» CONSIGNE
Restituez tel quel le passage de l'article sur Chet Baker qui va de « DVD 23/06/2017 » jusqu'à « de Bertrand Fèvre. » inclus.

··· TEXTE SUPPORT ···

DVD 23/06/2017

Chet à voir : "Born to Be Blue" en DVD

"Born to Be Blue" n’est pas un biopic de Chet Baker proprement dit, mais se concentre sur une période de sa chaotique vie, autour de 1970. Parmi les bonus de son édition DVD, on trouve le magnifique "Chet’s Romance" de Bertrand Fèvre.

Le 13 mai 1988, Chet Baker se tuait à Amsterdam dans les circonstances que l'on sait, restées énigmatiques, tandis que le festival de Cannes avait commencé depuis deux jours, comprenant au sein de sa sélection de courts métrages Chet's Romance, où le jeune Bertrand Fèvre avait filmé, à la fin du mois de novembre de l'année précédente, le génial jazzman en train de se produire en live, pour un bref essai situé entre le documentaire et la captation, saisissant la grâce de cette musique et de cette voix, en noir et blanc et entre deux volutes de fumée. 

Ce classique du court français contemporain, qui devait décrocher le César du court métrage documentaire en 1989, est opportunément proposé parmi les suppléments de Born to Be Blue, du réalisateur canadien anglophone Robert Budreau, qui s'intéresse ici au prodigieux trompettiste à la fin des années 1960, une époque délicate pour lui, entre contrôle judiciaire, tabassage en règle aboutissant à l'émiettement de sa mâchoire (donc plutôt problématique pour un prodige de la trompette) et projet de film quelque peu foireux autour de son itinéraire (avec sa propre interprétation). Évidemment, Baker est déjà alors bouffé par sa toxicomanie et peine à retrouver un second élan dans une carrière partie à vau-l'eau, malgré la rencontre d'une nouvelle femme de sa vie, en la personne de sa partenaire à l'écran, la douce Jane (jouée par Carmen Ejogo).

··· DONNÉES FOURNIES ···

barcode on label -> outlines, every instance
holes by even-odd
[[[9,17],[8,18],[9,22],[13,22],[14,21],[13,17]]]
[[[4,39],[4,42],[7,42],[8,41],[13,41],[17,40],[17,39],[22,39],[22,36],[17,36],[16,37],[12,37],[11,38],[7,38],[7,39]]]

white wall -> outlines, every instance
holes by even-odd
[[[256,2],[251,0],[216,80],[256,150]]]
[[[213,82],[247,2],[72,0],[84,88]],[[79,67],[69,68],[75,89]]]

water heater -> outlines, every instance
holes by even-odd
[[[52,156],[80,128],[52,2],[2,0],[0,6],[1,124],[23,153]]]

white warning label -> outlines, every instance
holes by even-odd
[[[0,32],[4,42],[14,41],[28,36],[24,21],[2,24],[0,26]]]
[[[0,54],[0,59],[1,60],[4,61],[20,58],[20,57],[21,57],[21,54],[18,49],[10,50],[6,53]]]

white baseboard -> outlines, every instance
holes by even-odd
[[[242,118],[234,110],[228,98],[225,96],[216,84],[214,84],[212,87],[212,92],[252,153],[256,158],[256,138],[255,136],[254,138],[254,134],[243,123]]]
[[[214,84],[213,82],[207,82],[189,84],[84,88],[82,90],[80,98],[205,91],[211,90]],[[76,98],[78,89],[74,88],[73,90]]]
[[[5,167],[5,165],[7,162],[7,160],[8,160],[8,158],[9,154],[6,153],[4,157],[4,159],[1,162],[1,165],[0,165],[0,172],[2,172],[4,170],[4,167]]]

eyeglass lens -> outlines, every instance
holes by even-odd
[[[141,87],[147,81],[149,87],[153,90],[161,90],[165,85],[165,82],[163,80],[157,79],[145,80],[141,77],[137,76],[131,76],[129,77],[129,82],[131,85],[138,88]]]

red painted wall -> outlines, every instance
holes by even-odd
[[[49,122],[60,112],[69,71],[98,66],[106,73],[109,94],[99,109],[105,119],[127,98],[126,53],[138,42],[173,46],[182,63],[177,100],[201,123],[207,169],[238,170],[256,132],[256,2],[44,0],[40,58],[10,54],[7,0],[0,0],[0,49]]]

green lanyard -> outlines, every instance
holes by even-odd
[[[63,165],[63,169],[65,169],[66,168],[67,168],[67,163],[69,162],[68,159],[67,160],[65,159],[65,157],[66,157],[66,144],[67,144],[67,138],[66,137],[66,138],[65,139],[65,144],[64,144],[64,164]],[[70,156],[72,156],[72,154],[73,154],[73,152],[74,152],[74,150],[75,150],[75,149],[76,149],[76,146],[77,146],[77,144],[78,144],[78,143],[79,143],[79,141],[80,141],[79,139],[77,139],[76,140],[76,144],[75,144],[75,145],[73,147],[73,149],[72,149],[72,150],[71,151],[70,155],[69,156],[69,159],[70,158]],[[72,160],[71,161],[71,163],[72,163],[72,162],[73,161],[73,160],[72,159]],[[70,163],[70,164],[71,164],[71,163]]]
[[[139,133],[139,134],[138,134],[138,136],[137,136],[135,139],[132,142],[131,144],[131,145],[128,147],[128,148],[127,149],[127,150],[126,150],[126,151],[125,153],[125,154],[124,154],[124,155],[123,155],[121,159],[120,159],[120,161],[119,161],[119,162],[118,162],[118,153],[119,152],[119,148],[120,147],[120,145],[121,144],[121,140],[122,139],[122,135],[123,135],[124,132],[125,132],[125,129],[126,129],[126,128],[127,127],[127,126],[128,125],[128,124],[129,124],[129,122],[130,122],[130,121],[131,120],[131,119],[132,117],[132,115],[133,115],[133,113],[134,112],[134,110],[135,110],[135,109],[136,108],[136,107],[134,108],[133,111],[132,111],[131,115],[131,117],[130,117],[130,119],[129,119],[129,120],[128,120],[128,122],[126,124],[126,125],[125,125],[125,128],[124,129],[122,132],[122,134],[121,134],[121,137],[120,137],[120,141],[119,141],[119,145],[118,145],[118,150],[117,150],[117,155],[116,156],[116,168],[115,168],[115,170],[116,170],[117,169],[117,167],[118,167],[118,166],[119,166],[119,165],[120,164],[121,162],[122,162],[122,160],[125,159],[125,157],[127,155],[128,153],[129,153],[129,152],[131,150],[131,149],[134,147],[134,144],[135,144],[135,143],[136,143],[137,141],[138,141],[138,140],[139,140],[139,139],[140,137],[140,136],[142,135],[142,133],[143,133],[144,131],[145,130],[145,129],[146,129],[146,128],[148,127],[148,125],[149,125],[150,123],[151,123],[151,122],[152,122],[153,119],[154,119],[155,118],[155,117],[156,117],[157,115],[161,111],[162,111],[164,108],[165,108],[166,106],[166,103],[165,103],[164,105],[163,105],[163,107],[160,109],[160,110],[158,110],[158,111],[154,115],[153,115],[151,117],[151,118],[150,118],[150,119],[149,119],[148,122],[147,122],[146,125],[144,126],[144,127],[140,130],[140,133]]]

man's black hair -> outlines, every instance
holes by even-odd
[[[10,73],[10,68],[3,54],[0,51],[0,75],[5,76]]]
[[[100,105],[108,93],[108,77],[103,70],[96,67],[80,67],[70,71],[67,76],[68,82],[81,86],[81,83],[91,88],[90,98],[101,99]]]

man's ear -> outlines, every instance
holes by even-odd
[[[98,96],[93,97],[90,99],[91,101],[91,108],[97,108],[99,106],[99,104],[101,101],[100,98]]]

···

» RÉPONSE
DVD 23/06/2017

Chet à voir : "Born to Be Blue" en DVD

"Born to Be Blue" n’est pas un biopic de Chet Baker proprement dit, mais se concentre sur une période de sa chaotique vie, autour de 1970. Parmi les bonus de son édition DVD, on trouve le magnifique "Chet’s Romance" de Bertrand Fèvre.